» **Work required**
Please quote every one of the following lines word for word, leaving nothing out and changing nothing.

» **Material shown**

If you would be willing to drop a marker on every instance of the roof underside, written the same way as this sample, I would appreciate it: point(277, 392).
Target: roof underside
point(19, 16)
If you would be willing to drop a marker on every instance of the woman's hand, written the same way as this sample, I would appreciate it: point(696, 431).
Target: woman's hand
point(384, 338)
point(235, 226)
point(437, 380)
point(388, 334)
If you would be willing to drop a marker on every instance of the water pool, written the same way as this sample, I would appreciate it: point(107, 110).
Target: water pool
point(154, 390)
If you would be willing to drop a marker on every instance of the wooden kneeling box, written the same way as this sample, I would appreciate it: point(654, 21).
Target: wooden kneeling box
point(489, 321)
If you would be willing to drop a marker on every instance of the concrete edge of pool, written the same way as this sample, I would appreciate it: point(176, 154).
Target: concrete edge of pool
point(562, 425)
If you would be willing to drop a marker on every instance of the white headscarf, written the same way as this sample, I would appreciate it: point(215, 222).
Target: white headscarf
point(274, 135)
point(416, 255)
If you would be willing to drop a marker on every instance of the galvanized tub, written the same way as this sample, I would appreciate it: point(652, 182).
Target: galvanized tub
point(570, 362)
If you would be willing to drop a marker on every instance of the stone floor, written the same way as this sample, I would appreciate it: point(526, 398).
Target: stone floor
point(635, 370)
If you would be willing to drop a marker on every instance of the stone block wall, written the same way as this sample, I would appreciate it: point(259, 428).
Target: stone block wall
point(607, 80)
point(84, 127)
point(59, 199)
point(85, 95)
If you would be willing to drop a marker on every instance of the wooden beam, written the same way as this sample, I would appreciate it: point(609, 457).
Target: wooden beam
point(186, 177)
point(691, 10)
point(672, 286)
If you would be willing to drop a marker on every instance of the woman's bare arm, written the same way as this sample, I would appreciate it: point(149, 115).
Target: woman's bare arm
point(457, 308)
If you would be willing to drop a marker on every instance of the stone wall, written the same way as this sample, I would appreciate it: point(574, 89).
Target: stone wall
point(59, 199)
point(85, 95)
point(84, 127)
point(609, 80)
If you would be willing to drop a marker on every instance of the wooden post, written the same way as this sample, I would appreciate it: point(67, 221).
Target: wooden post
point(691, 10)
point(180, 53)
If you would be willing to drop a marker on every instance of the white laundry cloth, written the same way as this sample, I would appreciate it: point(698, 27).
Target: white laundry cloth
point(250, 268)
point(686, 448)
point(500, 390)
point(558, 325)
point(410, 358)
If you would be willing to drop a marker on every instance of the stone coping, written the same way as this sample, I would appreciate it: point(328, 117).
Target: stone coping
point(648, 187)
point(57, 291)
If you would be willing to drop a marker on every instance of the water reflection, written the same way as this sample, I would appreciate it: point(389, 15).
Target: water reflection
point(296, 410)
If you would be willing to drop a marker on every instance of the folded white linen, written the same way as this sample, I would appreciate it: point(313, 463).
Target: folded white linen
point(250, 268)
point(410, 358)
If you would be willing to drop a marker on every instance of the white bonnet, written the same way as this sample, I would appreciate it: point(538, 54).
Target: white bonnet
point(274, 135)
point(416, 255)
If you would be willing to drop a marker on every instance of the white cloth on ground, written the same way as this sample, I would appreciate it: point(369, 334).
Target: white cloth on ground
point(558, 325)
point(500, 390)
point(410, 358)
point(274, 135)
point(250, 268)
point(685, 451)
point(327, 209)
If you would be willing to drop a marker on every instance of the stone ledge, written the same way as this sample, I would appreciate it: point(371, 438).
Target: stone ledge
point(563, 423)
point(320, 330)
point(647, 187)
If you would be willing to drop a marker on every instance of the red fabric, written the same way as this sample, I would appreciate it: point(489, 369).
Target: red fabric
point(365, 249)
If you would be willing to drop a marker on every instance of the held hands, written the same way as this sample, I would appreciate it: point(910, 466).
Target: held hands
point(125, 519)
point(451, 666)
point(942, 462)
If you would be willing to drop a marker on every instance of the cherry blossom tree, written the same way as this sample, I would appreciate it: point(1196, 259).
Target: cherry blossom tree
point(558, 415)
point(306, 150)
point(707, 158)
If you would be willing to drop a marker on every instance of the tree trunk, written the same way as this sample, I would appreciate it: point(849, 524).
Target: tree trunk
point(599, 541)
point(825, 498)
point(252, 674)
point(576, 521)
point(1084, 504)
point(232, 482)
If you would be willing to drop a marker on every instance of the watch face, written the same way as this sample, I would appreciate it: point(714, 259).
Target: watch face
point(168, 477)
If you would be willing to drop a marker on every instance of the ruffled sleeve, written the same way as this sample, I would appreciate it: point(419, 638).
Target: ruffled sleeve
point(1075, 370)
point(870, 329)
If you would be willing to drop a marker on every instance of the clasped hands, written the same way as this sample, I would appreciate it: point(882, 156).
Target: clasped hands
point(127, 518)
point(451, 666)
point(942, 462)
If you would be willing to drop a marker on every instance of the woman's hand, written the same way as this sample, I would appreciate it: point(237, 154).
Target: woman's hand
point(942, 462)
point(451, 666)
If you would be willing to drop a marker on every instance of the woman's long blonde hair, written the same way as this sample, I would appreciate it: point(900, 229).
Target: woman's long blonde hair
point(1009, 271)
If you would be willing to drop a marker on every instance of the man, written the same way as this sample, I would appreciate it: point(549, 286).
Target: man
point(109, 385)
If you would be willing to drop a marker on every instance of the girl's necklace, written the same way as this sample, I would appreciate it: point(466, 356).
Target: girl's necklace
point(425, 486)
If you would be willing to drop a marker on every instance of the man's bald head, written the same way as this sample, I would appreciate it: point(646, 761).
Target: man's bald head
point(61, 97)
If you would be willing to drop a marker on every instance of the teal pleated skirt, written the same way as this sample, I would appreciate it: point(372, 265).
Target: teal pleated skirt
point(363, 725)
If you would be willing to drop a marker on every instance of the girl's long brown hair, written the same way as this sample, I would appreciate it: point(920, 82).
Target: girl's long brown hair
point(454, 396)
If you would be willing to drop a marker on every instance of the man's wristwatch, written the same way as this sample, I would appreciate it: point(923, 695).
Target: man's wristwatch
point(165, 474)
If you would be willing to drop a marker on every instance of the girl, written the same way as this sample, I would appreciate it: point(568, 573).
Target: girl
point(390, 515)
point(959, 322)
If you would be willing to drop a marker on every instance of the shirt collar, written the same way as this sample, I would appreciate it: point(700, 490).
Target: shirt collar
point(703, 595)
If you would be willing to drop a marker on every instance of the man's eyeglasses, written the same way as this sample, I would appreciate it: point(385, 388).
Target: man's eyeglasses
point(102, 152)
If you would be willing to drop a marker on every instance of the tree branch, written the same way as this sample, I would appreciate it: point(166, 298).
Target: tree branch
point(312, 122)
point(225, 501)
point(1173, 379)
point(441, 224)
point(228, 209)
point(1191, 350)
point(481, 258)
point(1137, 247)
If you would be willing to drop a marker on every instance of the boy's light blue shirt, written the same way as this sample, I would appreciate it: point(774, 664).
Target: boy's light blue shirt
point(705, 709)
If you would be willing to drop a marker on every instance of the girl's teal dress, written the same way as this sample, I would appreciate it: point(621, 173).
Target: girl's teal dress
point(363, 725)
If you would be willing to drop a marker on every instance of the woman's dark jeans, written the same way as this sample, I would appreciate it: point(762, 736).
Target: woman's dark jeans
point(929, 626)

» **Solution for this problem**
If you would be willing to drop a marker on every instance of the roof underside, written the same way as this sample, I would appreciate it: point(277, 392).
Target: roof underside
point(19, 16)
If you would be willing to drop a marker on every instance of the woman's hand, written the same way as this sample, I would appreciate it: point(696, 431).
Target: woman's hand
point(384, 338)
point(235, 226)
point(437, 380)
point(388, 334)
If you would be willing to drop a marker on every instance of the water pool, written the same way as this sample, I would appreciate it: point(107, 110).
Target: water pool
point(154, 390)
If you would be willing to drop a marker on every instance of the wooden kneeling box, written the same way as this sample, I would appreciate it: point(654, 21).
Target: wooden kneeling box
point(489, 321)
If you would be willing to drop a marker on every instance of the concrete edge of pool, written the same way as this sample, I would appreciate it: point(176, 154).
Target: concrete edge of pool
point(562, 425)
If you would be willing to drop a marker on every instance of the white headscarf, written the same way as this sample, I would appreciate it: point(215, 222).
Target: white headscarf
point(274, 135)
point(416, 255)
If you would be willing to drop a marker on every instance of the galvanized tub, written the same way as this sample, I would appreciate it: point(652, 182).
Target: galvanized tub
point(570, 362)
If you would be willing to drop a marker on every instance of the stone floor, written the same way as this sample, I would appreciate it: point(526, 398).
Target: stone floor
point(635, 370)
If you would be willing to drop a marker on every instance of the stone block wall, written the same way as this sample, I would appreciate it: point(259, 428).
Target: stone block wall
point(607, 80)
point(84, 127)
point(59, 199)
point(85, 95)
If you would be willing to drop a marker on every instance of the wooden beam, written the same way as this sample, I would appreciate it: point(609, 457).
Target: wooden beam
point(186, 177)
point(691, 10)
point(672, 286)
If you would be willing to drop a marker on every instance of the woman's bare arm, written the same way as this sample, I would appreciate it: point(149, 115).
Target: woman's bare arm
point(457, 308)
If you would be willing to drop a marker on every instance of the stone wall, written the same way as this sample, I would appreciate it: point(574, 89).
Target: stone wall
point(59, 199)
point(85, 95)
point(84, 127)
point(609, 80)
If you would be willing to drop a marker on every instance of the wooden post, written the same way as this sample, I would appreciate it: point(67, 221).
Target: wooden post
point(691, 10)
point(180, 53)
If you would be willing to drop a marker on every instance of the white laundry cloth, written the same way as this sample, I would appreciate it: point(698, 27).
Target: white laundry cloth
point(250, 268)
point(686, 448)
point(500, 390)
point(558, 325)
point(410, 358)
If you would be willing to drop a marker on every instance of the stone coping, written the same way as this sample, I would appreciate it: point(328, 117).
Target: stone coping
point(648, 187)
point(57, 291)
If you would be willing to drop a marker on every instance of the water reflection, written the same way as this sample, I would appreciate it: point(389, 15).
Target: water reflection
point(296, 410)
If you would be willing to drop a marker on every instance of the folded white linen, written the same way as this sample, I would appreciate it: point(313, 463).
Target: folded white linen
point(250, 268)
point(410, 358)
If you would be willing to drop a marker on every instance of the white bonnet, written the same way as this sample, I would appreciate it: point(538, 54).
Target: white bonnet
point(274, 135)
point(416, 255)
If you would be willing to drop a marker on every instance of the white cloth on ground, written the same way as this sample, I would appreciate it: point(369, 334).
Target: white cloth on ground
point(558, 325)
point(500, 390)
point(410, 358)
point(274, 135)
point(250, 268)
point(685, 451)
point(327, 209)
If you would be willing to drop a marker on every instance of the stone ledge, written the same way as this sample, I would appreciate it: point(371, 438).
Target: stone ledge
point(563, 423)
point(320, 330)
point(647, 187)
If you would be willing to drop a marker on every instance of the red fabric, written the same way as this sample, I would appreciate it: point(489, 369).
Target: red fabric
point(365, 249)
If you would be willing to drop a marker on every instance of the held hands, written the same way as this sample, I would appreciate it: point(910, 466).
Target: held hands
point(125, 519)
point(451, 666)
point(942, 462)
If you would be willing to drop a marker on every instance of the cherry blossom tree, written the same way as this sample, I would appreciate it: point(1196, 259).
Target: cherry blossom tree
point(558, 415)
point(306, 150)
point(707, 158)
If you would be willing to drop a marker on every instance of the tree trunk, written the same way as this sample, I would appreciate it: point(849, 524).
Target: tree trunk
point(599, 541)
point(825, 498)
point(252, 674)
point(576, 521)
point(1084, 504)
point(232, 482)
If you would be willing to drop a marker on every instance of the watch face, written the same way as this sample, I would appreciate it: point(714, 259).
Target: watch face
point(168, 477)
If you would be willing to drop a marker on every instance of the ruffled sleeve, written the same way as this sample, I would appreciate it: point(419, 638).
Target: ruffled sleeve
point(1075, 370)
point(870, 329)
If you would be willing to drop a marker on every instance of the clasped hands, written the same way as this sample, I would appreciate it: point(882, 156).
Target: clasped hands
point(127, 518)
point(451, 666)
point(942, 462)
If you would be willing to drop a marker on every instance of the woman's hand, written the same way as this sample, I would appreciate it: point(237, 154).
Target: woman's hand
point(942, 462)
point(451, 666)
If you would be willing to drop a marker on every instance of the woman's long blonde hair, written the same way as this sample, I would appreciate it: point(900, 229).
Target: woman's long blonde hair
point(1009, 271)
If you would be willing to drop a marker on every instance of the man, written the same way as this sample, I would appreciate it: point(549, 286).
Target: man
point(109, 385)
If you would be willing to drop a marker on every instance of the girl's necklace, written the same way as this sample, I would appreciate it: point(466, 356).
Target: girl's necklace
point(425, 486)
If you would be willing to drop a marker on every instance of the man's bald head, written the same way as this sample, I would appreciate it: point(646, 761).
Target: man's bald head
point(61, 97)
If you would be willing to drop a marker on every instance of the teal pleated skirt, written the same way as this sample, I would appreciate it: point(372, 265).
Target: teal pleated skirt
point(363, 725)
If you would be willing to drop a marker on every instance of the girl's long brown hair, written the same way as this sample, I would appreciate it: point(920, 82).
Target: girl's long brown hair
point(454, 396)
If you would be willing to drop a marker on every instance of the man's wristwatch, written the same way as this sample, I would appreciate it: point(923, 695).
Target: man's wristwatch
point(165, 474)
If you would be willing to drop a marker on every instance of the girl, written the same way as this sample, I would appreciate it: point(568, 573).
Target: girl
point(390, 515)
point(959, 322)
If you would be willing to drop a marker on every instance of the shirt collar, written the same way as this sample, I would appreciate it: point(700, 490).
Target: shirt collar
point(703, 595)
If you would be willing to drop a marker on every instance of the man's eyeglasses, written the same way as this sample, I would appreciate it: point(385, 388).
Target: man's eyeglasses
point(102, 152)
If you would be willing to drop a marker on every instance of the tree branch, written the same way as this sample, I would appreciate it: point(166, 298).
Target: tree branch
point(312, 122)
point(225, 501)
point(1173, 379)
point(441, 224)
point(228, 209)
point(1191, 350)
point(481, 258)
point(1137, 247)
If you would be willing to drop a marker on every instance of the boy's light blue shirt, written the same way as this sample, I would appreciate it: point(774, 664).
Target: boy's light blue shirt
point(705, 709)
If you would be willing to drop a marker on every instance of the girl's teal dress, written the same way as this sample, I would appreciate it: point(621, 173).
Target: girl's teal dress
point(363, 725)
If you would be willing to drop a marker on every instance of the woman's dark jeans, written the same way as this sample, I would appreciate it: point(762, 736).
Target: woman's dark jeans
point(929, 626)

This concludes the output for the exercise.